§ **EXCERPTED TEXT**

A more general problem is to remove selected characters from a string. For example, suppose you want to remove blanks, parentheses, and dashes from a phone number that has been stored as a character value. Here comes the COMPRESS function to the rescue! The COMPRESS function can remove any number of specified characters from a character variable. The program below uses the COMPRESS function twice. The first time, to remove blanks from the string; the second to remove blanks plus the other above mentioned characters. Here is the code:

DATA EXAMPLE3; INPUT PHONE $ 1-15; PHONE1 = COMPRESS(PHONE); PHONE2 = COMPRESS(PHONE,'(-) ');

DATALINES; (908)235-4490 (201) 555-77 99 ; PROC PRINT DATA=EXAMPLE3;

TITLE 'LISTING OF EXAMPLE 3'; RUN;

The variable PHONE1 has just blanks removed. Notice that the COMPRESS function does not have a second argument here. When it is omitted, the COMPRESS function removes only blanks. For the variable PHONE2, the second argument of the COMPRESS function containes a list of the characters to remove: left parenthesis, blank, right parenthesis, and blank. This string is placed in single or double quotes.

Character Data Verification

A common task in data processing is to validate data. For example, you may want to be sure that only certain values are present in a character variable. In the example below, only the values 'A', 'B', 'C', 'D', and 'E' are valid data values. A very easy way to test if there are any invalid characters present is shown next:

DATA EXAMPLE4; INPUT ID $ 1-3 ANSWER $ 5-9; P = VERIFY(ANSWER,'ABCDE'); OK = P EQ 0;

DATALINES; 001 ACBED 002 ABXDE 003 12CCE 004 ABC E ; PROC PRINT DATA=EXAMPLE4 NOOBS;

TITLE 'LISTING OF EXAMPLE 4'; RUN;

The workhorse of this example if the VERIFY function. It is a bit complicated. It inspects every character in the first argument and, if it finds any value not in the verify string (the second argument), it will return the position of the first offending value. If all the values of the string are located in the verify string, a value of 0 is returned. In the first observation, P and OK will be 1; in the second observation, P will be a 3 (the position of the 'X') and OK will be 0; in the third observation, P will be 1 and OK will be 0; finally, in the fourth observation, P will be a 4 and OK will be 0.

§ **Position annotation lines**
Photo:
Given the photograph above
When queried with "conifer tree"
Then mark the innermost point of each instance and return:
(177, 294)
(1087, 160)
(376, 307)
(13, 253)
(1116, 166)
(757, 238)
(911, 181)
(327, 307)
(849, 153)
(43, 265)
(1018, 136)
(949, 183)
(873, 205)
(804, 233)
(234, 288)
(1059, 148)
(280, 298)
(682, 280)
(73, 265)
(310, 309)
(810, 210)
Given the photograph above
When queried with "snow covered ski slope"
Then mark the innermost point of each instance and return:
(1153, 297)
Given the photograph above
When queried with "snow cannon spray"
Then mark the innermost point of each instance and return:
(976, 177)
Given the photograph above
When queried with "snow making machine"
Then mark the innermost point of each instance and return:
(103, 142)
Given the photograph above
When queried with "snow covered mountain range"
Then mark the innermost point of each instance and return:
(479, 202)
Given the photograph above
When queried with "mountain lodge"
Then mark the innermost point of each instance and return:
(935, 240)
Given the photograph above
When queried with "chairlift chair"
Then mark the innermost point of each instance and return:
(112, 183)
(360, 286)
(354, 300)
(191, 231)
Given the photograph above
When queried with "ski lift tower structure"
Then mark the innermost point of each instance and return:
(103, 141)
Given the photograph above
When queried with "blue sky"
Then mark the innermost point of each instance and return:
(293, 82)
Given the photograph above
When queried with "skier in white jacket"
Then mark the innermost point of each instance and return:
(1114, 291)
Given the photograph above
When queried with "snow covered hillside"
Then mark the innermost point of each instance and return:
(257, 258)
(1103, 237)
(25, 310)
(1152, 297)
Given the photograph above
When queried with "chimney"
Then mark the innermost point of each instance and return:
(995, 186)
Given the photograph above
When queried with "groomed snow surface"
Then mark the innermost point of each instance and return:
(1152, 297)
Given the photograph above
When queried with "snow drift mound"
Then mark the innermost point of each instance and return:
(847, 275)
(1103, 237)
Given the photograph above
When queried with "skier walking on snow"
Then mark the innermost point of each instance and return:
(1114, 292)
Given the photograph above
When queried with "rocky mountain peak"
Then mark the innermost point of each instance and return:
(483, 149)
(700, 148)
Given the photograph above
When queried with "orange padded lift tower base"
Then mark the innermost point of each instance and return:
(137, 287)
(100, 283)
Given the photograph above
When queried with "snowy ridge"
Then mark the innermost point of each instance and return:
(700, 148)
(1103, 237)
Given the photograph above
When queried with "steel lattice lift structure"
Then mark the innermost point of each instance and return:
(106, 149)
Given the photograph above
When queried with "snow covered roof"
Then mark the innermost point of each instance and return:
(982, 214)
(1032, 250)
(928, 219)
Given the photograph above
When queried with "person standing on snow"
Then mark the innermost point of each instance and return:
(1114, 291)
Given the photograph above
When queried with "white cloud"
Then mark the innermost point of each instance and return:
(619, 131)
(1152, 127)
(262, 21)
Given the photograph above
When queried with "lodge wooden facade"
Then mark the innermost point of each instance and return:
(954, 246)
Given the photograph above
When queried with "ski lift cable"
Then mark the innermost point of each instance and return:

§ **EXERCISES**
A: Copy out the SAS character-function text between "The variable PHONE1" and "or double quotes.", inclusive.
B: Pick up the SAS character-function text after its final sentence and keep writing it.

§ **RESPONSE LIST**
A:
The variable PHONE1 has just blanks removed. Notice that the COMPRESS function does not have a second argument here. When it is omitted, the COMPRESS function removes only blanks. For the variable PHONE2, the second argument of the COMPRESS function containes a list of the characters to remove: left parenthesis, blank, right parenthesis, and blank. This string is placed in single or double quotes.

B:
Substring Example

We mentioned in the Introduction that a substring is a part a longer string (although it can actually be the same length but this would not be too useful). In this example, you have ID codes which contain in the first two positions, a state abbreviation. Furthermore, positions 7-9 contain a numeric code. You want to create two new variables; one containing the two digit state codes and the other, a numeric variable constructed from the three numerals in positions 7,8, and 9. Here goes:

DATA EXAMPLE5; INPUT ID $ 1-9; LENGTH STATE $ 2; STATE = SUBSTR(ID,1,2); NUM = INPUT(SUBSTR(ID,7,3),3.);

DATALINES; NYXXXX123 NJ1234567 ; PROC PRINT DATA=EXAMPLE5 NOOBS;

TITLE 'LISTING OF EXAMPLE 5'; RUN;

Creating the state code is easy. We use the SUBSTR function. The first argument is the variable from which we want to extract the substring, the second argument is the starting position of the substring, and the last argument is the length of the substring (not the ending position as you might guess). Also note the use of the LENGTH statement to set the length of STATE to 2 bytes.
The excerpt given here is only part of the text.